◆ **DANE WEJŚCIOWE**
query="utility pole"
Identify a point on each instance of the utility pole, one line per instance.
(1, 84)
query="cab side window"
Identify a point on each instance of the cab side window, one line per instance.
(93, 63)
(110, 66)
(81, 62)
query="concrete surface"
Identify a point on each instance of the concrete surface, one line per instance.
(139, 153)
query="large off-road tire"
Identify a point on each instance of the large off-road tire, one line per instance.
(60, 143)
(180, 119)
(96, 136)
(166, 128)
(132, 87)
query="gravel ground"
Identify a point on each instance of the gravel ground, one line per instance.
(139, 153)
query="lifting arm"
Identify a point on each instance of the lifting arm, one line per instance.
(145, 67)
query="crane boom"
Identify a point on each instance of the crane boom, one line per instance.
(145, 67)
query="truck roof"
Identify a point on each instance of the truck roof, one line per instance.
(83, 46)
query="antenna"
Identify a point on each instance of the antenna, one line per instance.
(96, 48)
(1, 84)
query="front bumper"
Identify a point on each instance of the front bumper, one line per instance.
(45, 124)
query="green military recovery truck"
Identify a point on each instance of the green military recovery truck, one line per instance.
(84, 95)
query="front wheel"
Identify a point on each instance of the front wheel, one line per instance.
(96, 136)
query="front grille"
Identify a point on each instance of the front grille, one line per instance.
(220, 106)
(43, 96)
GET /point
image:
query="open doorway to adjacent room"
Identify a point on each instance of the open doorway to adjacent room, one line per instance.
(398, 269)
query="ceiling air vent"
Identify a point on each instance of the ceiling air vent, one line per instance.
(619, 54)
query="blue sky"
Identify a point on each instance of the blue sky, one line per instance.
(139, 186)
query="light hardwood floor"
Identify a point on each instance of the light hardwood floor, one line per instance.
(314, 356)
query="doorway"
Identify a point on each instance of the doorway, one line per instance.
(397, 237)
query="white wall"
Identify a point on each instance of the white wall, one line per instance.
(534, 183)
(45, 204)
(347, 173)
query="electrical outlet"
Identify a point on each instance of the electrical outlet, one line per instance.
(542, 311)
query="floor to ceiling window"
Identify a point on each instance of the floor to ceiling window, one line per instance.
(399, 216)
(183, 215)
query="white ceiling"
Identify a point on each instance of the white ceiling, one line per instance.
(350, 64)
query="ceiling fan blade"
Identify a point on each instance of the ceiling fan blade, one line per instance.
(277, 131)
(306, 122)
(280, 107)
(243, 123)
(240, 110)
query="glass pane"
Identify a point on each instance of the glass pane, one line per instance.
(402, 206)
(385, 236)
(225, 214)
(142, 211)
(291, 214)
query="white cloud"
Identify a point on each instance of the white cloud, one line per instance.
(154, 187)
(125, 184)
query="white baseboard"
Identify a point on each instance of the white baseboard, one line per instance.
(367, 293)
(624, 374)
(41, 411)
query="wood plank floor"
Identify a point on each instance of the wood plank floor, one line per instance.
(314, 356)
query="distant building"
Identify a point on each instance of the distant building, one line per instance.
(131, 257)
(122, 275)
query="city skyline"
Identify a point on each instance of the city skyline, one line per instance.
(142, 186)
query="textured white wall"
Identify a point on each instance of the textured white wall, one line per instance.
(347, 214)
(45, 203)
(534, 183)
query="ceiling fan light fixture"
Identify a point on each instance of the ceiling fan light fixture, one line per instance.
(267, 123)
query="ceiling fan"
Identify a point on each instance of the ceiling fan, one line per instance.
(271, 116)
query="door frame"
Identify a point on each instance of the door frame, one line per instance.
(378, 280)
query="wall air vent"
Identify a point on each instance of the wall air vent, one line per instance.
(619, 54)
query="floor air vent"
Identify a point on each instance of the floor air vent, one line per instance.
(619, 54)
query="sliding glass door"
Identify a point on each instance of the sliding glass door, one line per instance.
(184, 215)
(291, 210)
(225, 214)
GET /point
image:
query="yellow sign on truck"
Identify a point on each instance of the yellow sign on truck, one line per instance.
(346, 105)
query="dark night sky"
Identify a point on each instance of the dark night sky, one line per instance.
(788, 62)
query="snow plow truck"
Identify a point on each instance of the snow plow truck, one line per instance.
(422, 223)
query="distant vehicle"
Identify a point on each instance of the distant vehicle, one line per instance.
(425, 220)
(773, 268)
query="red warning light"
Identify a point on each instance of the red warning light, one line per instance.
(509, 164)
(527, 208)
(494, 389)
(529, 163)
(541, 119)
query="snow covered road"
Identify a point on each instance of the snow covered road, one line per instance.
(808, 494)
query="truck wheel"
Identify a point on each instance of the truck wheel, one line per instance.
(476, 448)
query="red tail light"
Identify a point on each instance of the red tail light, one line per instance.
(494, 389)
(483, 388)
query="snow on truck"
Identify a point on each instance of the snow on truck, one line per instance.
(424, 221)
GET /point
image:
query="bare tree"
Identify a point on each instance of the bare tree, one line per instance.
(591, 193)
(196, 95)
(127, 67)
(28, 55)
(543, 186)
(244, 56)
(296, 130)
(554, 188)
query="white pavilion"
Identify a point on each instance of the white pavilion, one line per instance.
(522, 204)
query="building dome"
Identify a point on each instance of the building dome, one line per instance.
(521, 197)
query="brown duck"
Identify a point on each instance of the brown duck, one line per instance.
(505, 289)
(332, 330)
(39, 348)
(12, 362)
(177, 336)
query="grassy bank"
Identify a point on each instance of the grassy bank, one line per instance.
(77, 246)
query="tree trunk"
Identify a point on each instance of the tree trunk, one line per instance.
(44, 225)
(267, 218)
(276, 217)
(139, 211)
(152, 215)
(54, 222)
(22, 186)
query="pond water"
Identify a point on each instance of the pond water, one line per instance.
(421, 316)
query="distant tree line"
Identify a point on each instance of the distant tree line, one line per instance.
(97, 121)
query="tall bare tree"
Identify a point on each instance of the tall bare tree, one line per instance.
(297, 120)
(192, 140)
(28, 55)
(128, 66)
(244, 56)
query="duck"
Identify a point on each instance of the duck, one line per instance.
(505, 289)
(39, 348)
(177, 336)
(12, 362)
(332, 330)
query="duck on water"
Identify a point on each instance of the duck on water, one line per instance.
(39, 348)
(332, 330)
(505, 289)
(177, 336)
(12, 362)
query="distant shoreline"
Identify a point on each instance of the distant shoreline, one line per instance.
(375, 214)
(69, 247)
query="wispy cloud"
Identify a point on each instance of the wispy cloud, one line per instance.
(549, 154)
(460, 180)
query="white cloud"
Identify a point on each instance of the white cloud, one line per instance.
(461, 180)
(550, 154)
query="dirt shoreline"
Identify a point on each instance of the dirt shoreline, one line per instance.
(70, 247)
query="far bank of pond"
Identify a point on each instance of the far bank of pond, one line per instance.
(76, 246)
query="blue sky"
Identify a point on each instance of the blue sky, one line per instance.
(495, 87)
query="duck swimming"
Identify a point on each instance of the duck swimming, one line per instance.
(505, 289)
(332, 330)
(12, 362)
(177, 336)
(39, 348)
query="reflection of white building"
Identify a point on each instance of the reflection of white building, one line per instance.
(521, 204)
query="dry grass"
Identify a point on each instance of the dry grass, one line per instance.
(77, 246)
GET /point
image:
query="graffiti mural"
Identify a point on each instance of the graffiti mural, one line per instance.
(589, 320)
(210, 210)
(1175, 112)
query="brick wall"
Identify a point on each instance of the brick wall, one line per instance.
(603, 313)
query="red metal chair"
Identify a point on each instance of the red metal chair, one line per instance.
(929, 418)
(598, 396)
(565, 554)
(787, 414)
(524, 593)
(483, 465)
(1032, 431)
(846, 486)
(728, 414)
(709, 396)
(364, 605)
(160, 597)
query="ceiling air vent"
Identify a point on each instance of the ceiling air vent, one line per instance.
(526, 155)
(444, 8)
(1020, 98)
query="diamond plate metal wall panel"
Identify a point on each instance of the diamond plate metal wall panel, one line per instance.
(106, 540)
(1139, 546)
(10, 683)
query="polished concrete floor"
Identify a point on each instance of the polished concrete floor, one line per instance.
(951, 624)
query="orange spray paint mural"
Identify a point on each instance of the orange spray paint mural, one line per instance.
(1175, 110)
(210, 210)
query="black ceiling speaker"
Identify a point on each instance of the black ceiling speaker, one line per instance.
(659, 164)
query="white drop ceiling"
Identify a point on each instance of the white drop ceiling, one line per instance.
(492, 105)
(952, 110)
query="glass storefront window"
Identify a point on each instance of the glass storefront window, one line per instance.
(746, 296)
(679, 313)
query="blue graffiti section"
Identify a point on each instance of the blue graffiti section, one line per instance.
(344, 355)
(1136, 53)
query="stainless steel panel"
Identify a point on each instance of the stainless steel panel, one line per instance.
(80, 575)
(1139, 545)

◆ **ZADANIE DO WYKONANIA**
Zbierz wszystkie wiersze powyższych rekordów, które zawierają słowo „distant”, i przepisz je bez zmian.

◆ **WYKONANE ĆWICZENIE**
query="distant building"
Identify a point on each instance of the distant building, one line per instance.
query="distant vehicle"
Identify a point on each instance of the distant vehicle, one line per instance.
query="distant tree line"
Identify a point on each instance of the distant tree line, one line per instance.
query="distant shoreline"
Identify a point on each instance of the distant shoreline, one line per instance.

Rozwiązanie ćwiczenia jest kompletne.